# HSBC premier keep closing my international accounts



## mousefai (Nov 19, 2013)

Did anyone encountered the same experience I had right now?

Because of business/work purposes, I used to ask my premier relationship manager to open overseas account (uk, sg, my, au and dubai) before I went offshore so I can have my banking need once I landed.

However, at very recently, these overseas account were getting closed for no reasons. They all stated that "due to regulations need, we need to close your account..........."

I usually funds these account at very minimum level (like about 500usd) to keep them active. However, I dont think i qualify as being "money laundering" since most of the account were not heavily funded and really not much transaction (before i arrive at its destination). So Im confused why HSBC closed all my account at same time.

I wondered who would use HSBC nowdays since they cant provide a really "international banking experience" to customers. If they wanted to capture high wealth individual but do not provide its service, then good bye.

Let me know if you encounter the same.


----------



## twostep (Apr 3, 2008)

What is the actual verbiage on the closure notice?


----------



## Bellthorpe (Jun 23, 2013)

Did you ask them "which regulations"? Difficult to see how anyone here can assist, rather than being very push to get answers from the bank.


----------



## Bevdeforges (Nov 16, 2007)

HSBC has gotten in trouble with the US banking authorities and seems to be particularly sensitive to the issues involved with FATCA. I know I had a letter from my HSBC branch claiming that my savings account in the UK would have to be rolled into the checking account I had had there for some 20 years. Two years later, nothing had happened, so I decided to close the account myself and transfer the balances to my account here in France.

■ ■ ■ ■ ■ ■ ■

## Written exercise A
Reproduce the locate listing below word for word, from its first docstring through the closing phrase line.

■ ■ ■ ■ ■ ■ ■

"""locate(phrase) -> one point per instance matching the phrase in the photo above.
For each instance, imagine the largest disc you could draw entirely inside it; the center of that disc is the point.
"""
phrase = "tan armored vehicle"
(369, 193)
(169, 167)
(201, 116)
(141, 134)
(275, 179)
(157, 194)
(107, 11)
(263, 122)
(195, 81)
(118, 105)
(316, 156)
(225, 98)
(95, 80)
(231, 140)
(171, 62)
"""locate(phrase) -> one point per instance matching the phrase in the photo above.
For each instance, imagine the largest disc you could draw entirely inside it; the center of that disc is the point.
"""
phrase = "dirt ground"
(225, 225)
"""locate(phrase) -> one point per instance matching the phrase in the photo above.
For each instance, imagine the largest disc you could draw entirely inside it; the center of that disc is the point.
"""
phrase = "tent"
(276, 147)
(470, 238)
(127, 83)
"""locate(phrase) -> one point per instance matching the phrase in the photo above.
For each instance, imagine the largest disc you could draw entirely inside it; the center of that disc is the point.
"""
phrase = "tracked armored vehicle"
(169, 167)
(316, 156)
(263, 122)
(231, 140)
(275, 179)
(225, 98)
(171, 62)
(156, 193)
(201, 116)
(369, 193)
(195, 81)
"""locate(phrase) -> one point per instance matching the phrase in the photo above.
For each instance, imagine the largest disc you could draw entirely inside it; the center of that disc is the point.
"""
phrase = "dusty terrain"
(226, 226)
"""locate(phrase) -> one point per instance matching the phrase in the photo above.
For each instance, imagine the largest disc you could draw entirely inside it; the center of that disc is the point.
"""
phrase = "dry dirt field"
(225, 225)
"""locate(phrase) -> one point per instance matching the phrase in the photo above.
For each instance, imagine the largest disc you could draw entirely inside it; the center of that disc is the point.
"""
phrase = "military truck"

■ ■ ■ ■ ■ ■ ■

## Written exercise B
Resume the forum thread about HSBC closing overseas accounts, picking up right after the last sentence of its final post.

## Expected output A
"""locate(phrase) -> one point per instance matching the phrase in the photo above.
For each instance, imagine the largest disc you could draw entirely inside it; the center of that disc is the point.
"""
phrase = "tan armored vehicle"
(369, 193)
(169, 167)
(201, 116)
(141, 134)
(275, 179)
(157, 194)
(107, 11)
(263, 122)
(195, 81)
(118, 105)
(316, 156)
(225, 98)
(95, 80)
(231, 140)
(171, 62)
"""locate(phrase) -> one point per instance matching the phrase in the photo above.
For each instance, imagine the largest disc you could draw entirely inside it; the center of that disc is the point.
"""
phrase = "dirt ground"
(225, 225)
"""locate(phrase) -> one point per instance matching the phrase in the photo above.
For each instance, imagine the largest disc you could draw entirely inside it; the center of that disc is the point.
"""
phrase = "tent"
(276, 147)
(470, 238)
(127, 83)
"""locate(phrase) -> one point per instance matching the phrase in the photo above.
For each instance, imagine the largest disc you could draw entirely inside it; the center of that disc is the point.
"""
phrase = "tracked armored vehicle"
(169, 167)
(316, 156)
(263, 122)
(231, 140)
(275, 179)
(225, 98)
(171, 62)
(156, 193)
(201, 116)
(369, 193)
(195, 81)
"""locate(phrase) -> one point per instance matching the phrase in the photo above.
For each instance, imagine the largest disc you could draw entirely inside it; the center of that disc is the point.
"""
phrase = "dusty terrain"
(226, 226)
"""locate(phrase) -> one point per instance matching the phrase in the photo above.
For each instance, imagine the largest disc you could draw entirely inside it; the center of that disc is the point.
"""
phrase = "dry dirt field"
(225, 225)
"""locate(phrase) -> one point per instance matching the phrase in the photo above.
For each instance, imagine the largest disc you could draw entirely inside it; the center of that disc is the point.
"""
phrase = "military truck"

## Expected output B
It may simply be their internal policy on "non-resident" accounts. Or it may be (very likely) the FATCA regulations. You may want to at least ask the question.
Cheers,
Bev


----------



## Davis1 (Feb 20, 2009)

HSBC to pay $1.9 billion U.S

thsats probably making them tighten up


----------



## mousefai (Nov 19, 2013)

twostep said:


> What is the actual verbiage on the closure notice?



No extra reasons given, just said closing accounts due to a conduct reviews. Letters from different countries had different wording, but simply mean the same thing.


----------



## mousefai (Nov 19, 2013)

Bellthorpe said:


> Did you ask them "which regulations"? Difficult to see how anyone here can assist, rather than being very push to get answers from the bank.


I wasnt really try to against their decision at all. I am just checking to see did the same happen to others in this forum.

If they dont care taking my business, i just go elsewhere.


----------



## mousefai (Nov 19, 2013)

Bevdeforges said:


> HSBC has gotten in trouble with the US banking authorities and seems to be particularly sensitive to the issues involved with FATCA. I know I had a letter from my HSBC branch claiming that my savings account in the UK would have to be rolled into the checking account I had had there for some 20 years. Two years later, nothing had happened, so I decided to close the account myself and transfer the balances to my account here in France.
> 
> It may simply be their internal policy on "non-resident" accounts. Or it may be (very likely) the FATCA regulations. You may want to at least ask the question.
> Cheers,
> Bev



I knew about the FATCA, but hey, I wasnt expect my account was being monitored as those "money laundering" since I dont have heavy transaction and I kept a minimum deposit to keep it active. 

I was thinking it is maybe their foriegn address policy because right now I am living in HK and my HSBC HK account had no problems at all. So if you had a account in UK but u had a foriegn address, that might trigger them.

Just guessing afterall.


----------



## mousefai (Nov 19, 2013)

Davis1 said:


> HSBC to pay $1.9 billion U.S
> 
> thsats probably making them tighten up



yea that sucks, i just do business elsewhere.

Before, HSBC was kinda nice since they can pre-open all intenational account before u went offshore. 

but right, since they cancelled all foreign address account, I dont see any advantage of using them as my daily bank at all. Especially they do charge quite a premium (on fees) when comparing to some local banks.


----------



## BBCWatcher (Dec 28, 2012)

It's not a U.S.-only thing. HSBC is rapidly closing accounts at HSBC Jersey, and it's rapidly winding down most of its operations at HSBC Switzerland. HSBC Mexico is in turmoil, too. HSBC acted criminally, on multiple fronts, and they're trying to clean up their act.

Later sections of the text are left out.